All those things produced this profound transformation for white religious people of a certain kind. It was just so successful at connecting fetal personhood to what it meant to be a Christian and what it meant to be a woman. That trickled up into arguments made and bought by the Supreme Court.

In the beginning, you mentioned that abortion, unlike other social conservative issues, has remained the issue for conservativism and the religious right. Some vote for Republicans only because of their abortion position.

One part is the effective personal messaging for people who are in moments of transition — and that’s white religious people in the late 20th century. [They’re asking:] “Who are we? What does whiteness mean after the Civil Rights Movement? What does being a religious person mean in a world that is like valuing secularism more and more?” I think the other major reason why the anti-abortion movement is so successful when a lot of other movements aren’t, is that the anti-abortion movement has captured and grown on is this idea of “rights.” Civil rights, and the right to life.

What do you mean?

They co-opted the Civil Rights Movement and a lot of its imagery. They claim to be the inheritors of people who opposed the Nazis. That’s central to their vision of themselves. They co-opt liberal and leftist rhetoric. They envision the anti-abortion movement as an extension of those.

They see themselves as a civil rights movement. [They think] they’re fighting a genocide. I think that makes this movement feel emotionally compelling, especially when you pair it with fetal ephemera.

Fetal ephemera?

Anti-abortion activists are asked to take fetuses everywhere with them, so they can always be connected to what they imagine as a victim of genocide. And I think that you can’t quite wrap your head around how emotionally compelling that has to be for a whole host of people. To wear fetus pins, to carry a fetus doll around, constantly.

At a moment where racial hierarchies and gender hierarchies are exposed in a way that they never had been before, [anti-abortion activists] imagine not only real victimhood but connect it to themselves as a Christian, as a Conservative woman, as a conservative child, as a conservative family. And then all those people become victims, too, right?

It’s a way for white religious people to be like, “We’re victims, too,” at a moment when they are being named at the top of the hierarchy, for having unacknowledged power that they’re benefiting from. That’s [a] big reason why it resonates so much with a certain segment of religious people in particular.

The majority of people who seek abortions are already parents. Most of them have multiple children. Does the anti-abortion movement reckon with the fact that parents seek abortions the most often?

There’s a non-acknowledgment of parents who have abortions after they become parents.

The other way they deal with it is the idea that women are coerced into abortions by their boyfriends, by their husbands, by their parents, by abortion providers. That’s built into this logic about who and what a woman is.

Most anti-abortion activists fundamentally believe that women know that fetuses are babies, and they know that abortion is murder. How do they explain the massive numbers of women who get abortions? There’s a very personal explanation — which is that someone forced you. You could have a husband who is oppressive, parents who are forcing you. These are the villains.

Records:
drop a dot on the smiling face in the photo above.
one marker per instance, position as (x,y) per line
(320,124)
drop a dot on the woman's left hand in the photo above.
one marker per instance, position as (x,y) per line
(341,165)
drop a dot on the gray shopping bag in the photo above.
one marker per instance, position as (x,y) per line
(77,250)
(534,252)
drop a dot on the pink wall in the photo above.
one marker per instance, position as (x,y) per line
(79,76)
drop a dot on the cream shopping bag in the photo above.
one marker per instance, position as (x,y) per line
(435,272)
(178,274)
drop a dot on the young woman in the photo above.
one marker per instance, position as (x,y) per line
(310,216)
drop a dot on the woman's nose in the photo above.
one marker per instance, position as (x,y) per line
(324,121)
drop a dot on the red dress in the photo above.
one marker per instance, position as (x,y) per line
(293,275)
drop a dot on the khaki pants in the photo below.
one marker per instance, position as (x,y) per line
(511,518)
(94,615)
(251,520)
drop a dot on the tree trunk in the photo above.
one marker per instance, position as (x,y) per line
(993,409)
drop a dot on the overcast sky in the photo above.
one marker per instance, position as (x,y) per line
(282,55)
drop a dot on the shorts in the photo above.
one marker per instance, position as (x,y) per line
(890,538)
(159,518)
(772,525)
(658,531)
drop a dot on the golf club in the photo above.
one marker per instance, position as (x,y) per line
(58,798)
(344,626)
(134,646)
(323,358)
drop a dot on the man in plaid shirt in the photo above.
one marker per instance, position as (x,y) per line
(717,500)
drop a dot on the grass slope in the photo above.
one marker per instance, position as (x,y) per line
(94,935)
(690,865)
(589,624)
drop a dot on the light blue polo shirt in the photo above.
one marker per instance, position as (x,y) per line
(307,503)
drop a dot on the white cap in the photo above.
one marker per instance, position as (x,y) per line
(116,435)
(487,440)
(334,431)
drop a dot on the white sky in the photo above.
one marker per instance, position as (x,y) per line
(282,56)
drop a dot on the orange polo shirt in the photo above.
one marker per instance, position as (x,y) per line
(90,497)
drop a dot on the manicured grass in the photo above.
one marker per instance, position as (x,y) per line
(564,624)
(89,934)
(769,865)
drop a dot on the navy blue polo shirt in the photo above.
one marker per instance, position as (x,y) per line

What you need to do: In the interview excerpt, what are anti-abortion activists asked to take everywhere with them, and for what stated reason?

Exercise output: Fetuses, so that they can always be connected to what they imagine as a victim of genocide.